◆ PASSAGE TO READ ◆
+ + +
That retrospective brought Bourgeois, in her early seventies, the critical and popular acclaim that had long eluded her. In 1993, she represented the United States in the Venice Biennale. In an art world where women had been treated as second-class citizens and were discouraged from dealing with overtly sexual subject matter, she quickly assumed an emblematic presence. Her work was read by many as an assertive feminist statement, her career as an example of perseverance in the face of neglect.







Bourgeois often spoke of pain as the subject of her art, and fear: fear of the grip of the past, of the uncertainty of the future, of loss in the present.

"The subject of pain is the business I am in," she said. "To give meaning and shape to frustration and suffering." She added: "The existence of pain cannot be denied. I propose no remedies or excuses."

Yet it was her gift for universalizing her interior life as a complex spectrum of sensations that made her art so affecting.

Louise Bourgeois was born on Dec. 25, 1911, on the Left Bank of Paris, the second of three children born to Louis and Josephine Bourgeois. Her parents, financially comfortable, owned a gallery that dealt primarily in antique tapestries. A few years after her birth, the family moved out of Paris and set up a workshop for tapestry restoration in Choisy-le-Roi. Bourgeois remembered as a child drawing fragments of missing images to help in the repairs.
+ + +
◆ RECORDED DATA ◆

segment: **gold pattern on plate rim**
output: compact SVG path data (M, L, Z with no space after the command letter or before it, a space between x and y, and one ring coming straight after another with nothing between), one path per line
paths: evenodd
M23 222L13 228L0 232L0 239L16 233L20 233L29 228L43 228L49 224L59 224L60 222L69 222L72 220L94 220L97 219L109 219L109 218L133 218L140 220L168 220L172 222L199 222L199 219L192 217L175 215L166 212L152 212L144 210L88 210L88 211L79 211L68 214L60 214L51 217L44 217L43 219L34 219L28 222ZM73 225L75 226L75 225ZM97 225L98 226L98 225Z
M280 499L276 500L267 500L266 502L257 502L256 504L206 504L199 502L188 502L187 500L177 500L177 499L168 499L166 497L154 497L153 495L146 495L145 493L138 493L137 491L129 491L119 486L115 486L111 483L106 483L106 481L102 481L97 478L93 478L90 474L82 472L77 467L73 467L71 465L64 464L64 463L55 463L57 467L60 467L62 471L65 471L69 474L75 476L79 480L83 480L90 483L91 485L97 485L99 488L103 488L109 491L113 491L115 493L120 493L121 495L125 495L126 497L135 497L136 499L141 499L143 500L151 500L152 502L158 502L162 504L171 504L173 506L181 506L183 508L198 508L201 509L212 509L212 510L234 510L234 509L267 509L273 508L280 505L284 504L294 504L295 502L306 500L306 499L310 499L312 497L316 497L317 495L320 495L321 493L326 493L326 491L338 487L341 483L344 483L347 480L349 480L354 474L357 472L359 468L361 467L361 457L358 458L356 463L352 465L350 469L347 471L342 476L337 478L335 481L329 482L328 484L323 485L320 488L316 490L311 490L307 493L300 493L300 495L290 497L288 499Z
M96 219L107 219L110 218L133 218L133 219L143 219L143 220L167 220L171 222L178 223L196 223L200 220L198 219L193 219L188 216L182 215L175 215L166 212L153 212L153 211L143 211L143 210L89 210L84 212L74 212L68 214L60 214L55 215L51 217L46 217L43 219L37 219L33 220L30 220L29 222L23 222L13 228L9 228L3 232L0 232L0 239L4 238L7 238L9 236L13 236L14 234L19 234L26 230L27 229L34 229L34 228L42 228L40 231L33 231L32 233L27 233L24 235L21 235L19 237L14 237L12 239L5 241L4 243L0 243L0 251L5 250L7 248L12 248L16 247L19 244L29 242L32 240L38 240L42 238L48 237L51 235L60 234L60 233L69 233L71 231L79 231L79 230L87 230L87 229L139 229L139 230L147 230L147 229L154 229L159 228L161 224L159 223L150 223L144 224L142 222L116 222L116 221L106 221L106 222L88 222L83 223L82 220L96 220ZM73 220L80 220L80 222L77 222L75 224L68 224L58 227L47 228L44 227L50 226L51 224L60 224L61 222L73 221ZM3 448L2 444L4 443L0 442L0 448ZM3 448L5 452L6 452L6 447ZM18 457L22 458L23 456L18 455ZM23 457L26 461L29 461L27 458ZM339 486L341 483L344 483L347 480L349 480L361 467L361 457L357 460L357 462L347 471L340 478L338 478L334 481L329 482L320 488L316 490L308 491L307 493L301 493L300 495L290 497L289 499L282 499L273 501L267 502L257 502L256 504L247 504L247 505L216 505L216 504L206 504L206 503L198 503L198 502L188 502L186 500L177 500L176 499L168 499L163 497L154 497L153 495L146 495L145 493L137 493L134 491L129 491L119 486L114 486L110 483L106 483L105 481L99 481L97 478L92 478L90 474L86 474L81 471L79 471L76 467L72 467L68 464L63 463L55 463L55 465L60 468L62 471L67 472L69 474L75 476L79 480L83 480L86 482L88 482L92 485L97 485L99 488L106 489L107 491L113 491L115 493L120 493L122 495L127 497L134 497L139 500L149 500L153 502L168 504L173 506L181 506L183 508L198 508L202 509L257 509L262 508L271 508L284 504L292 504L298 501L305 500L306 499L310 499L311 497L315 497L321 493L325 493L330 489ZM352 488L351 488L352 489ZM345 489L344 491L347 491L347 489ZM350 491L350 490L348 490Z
+ + +
◆ SET TASKS ◆
**a.** Give the passage about Louise Bourgeois again, starting with "Yet it was her" and going on through "in the repairs.", and substitute "Versailles" for "Choisy-le-Roi".
**b.** Copy the records word for word, starting with their first line and going on through the line with "paths: evenodd".
The records are unrelated to the passage about Louise Bourgeois.

◆ THE RESULTS ◆
**a.**
Yet it was her gift for universalizing her interior life as a complex spectrum of sensations that made her art so affecting.

Louise Bourgeois was born on Dec. 25, 1911, on the Left Bank of Paris, the second of three children born to Louis and Josephine Bourgeois. Her parents, financially comfortable, owned a gallery that dealt primarily in antique tapestries. A few years after her birth, the family moved out of Paris and set up a workshop for tapestry restoration in Versailles. Bourgeois remembered as a child drawing fragments of missing images to help in the repairs.

**b.**
segment: **gold pattern on plate rim**
output: compact SVG path data (M, L, Z with no space after the command letter or before it, a space between x and y, and one ring coming straight after another with nothing between), one path per line
paths: evenodd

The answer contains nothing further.